Find and copy each line of the data that includes "brown".

*** Material for this exercise ***

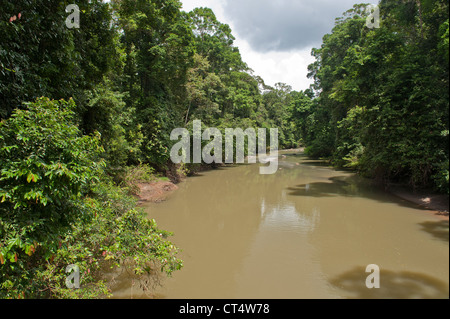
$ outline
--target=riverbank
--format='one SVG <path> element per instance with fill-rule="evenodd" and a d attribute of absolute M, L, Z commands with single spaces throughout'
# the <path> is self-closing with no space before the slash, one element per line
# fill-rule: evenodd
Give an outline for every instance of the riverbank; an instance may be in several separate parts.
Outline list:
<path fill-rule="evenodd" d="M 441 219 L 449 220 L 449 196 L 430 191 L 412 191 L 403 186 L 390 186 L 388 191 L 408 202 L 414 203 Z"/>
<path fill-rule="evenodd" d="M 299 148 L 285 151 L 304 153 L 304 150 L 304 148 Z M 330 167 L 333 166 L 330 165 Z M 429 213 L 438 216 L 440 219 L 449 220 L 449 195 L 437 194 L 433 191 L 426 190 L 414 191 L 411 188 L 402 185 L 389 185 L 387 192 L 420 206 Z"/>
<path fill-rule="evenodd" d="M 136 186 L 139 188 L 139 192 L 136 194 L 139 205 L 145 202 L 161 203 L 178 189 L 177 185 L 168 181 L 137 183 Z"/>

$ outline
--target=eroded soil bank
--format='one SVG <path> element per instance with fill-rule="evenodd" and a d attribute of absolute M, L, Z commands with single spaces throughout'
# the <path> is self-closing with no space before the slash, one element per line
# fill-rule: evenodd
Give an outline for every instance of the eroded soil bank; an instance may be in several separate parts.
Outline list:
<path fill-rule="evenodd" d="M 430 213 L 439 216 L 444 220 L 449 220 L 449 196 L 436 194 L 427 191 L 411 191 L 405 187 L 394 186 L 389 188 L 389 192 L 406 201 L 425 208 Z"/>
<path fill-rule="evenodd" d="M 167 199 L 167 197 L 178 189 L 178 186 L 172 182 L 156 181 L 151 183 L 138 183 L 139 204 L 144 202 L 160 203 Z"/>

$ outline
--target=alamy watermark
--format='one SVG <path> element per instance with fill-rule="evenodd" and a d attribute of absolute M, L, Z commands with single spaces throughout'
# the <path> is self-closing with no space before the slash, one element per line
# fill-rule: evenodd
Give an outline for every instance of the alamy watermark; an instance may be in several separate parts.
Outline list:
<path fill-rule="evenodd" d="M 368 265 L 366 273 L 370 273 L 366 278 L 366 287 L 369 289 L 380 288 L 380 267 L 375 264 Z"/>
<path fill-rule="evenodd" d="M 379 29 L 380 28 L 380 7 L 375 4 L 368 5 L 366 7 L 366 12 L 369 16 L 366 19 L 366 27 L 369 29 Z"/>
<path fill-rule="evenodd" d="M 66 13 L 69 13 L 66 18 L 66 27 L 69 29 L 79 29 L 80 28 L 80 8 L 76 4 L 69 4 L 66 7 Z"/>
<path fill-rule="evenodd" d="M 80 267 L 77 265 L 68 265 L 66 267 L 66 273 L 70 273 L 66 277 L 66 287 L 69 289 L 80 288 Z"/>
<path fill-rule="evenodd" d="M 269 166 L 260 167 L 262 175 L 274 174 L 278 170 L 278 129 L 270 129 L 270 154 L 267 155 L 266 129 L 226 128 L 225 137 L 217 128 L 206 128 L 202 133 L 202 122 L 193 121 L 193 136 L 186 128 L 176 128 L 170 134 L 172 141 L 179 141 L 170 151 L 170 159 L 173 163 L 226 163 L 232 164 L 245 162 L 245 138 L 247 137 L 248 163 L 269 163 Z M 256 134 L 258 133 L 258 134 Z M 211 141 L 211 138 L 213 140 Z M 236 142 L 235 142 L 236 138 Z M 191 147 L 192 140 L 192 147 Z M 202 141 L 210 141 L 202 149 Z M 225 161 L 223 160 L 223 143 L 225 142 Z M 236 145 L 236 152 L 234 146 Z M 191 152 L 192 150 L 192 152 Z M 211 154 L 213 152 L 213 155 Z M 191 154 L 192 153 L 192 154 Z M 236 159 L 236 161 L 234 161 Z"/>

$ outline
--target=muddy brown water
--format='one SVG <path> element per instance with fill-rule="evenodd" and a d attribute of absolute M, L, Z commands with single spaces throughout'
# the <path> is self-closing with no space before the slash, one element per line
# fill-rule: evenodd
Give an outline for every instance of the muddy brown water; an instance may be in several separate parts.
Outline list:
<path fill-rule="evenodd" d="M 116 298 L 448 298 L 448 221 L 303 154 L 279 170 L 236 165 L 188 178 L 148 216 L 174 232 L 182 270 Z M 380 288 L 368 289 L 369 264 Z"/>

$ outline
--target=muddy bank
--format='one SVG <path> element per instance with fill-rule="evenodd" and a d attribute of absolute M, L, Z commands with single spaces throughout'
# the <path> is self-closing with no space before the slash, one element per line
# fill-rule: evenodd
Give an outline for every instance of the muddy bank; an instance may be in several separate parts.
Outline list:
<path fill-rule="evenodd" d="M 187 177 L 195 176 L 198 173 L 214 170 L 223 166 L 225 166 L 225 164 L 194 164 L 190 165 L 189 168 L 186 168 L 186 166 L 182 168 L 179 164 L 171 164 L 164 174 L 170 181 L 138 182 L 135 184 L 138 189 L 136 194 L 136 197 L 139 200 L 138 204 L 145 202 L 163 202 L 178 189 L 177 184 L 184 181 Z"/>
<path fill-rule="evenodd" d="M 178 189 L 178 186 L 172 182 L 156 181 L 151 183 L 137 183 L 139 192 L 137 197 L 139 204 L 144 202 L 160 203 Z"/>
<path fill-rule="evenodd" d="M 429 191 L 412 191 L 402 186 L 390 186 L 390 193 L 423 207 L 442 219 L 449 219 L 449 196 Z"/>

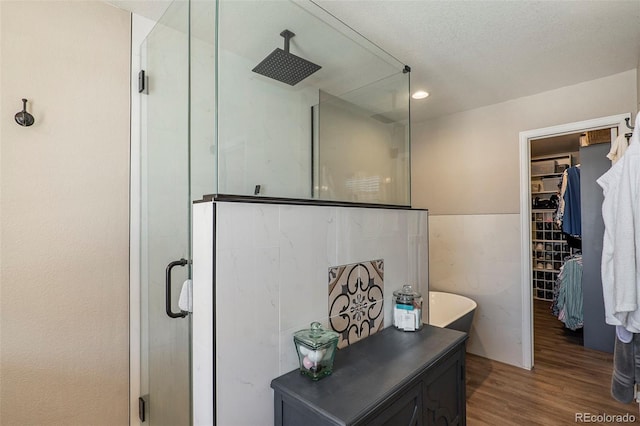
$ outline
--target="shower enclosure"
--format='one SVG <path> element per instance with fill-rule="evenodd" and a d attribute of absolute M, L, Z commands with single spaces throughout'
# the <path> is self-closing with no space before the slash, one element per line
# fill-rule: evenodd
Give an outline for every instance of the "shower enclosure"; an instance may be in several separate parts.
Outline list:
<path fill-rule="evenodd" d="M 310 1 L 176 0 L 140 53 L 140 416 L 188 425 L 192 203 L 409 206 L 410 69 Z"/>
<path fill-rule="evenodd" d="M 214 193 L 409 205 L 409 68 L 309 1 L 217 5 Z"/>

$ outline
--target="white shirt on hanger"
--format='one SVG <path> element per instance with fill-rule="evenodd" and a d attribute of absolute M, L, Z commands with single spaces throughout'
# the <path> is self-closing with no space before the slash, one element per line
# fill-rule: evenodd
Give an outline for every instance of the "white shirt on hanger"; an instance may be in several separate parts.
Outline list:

*** End of Material for this exercise ***

_Answer to the exercise_:
--target=muddy brown water
Give an outline for every instance of the muddy brown water; an instance may be in several separate parts.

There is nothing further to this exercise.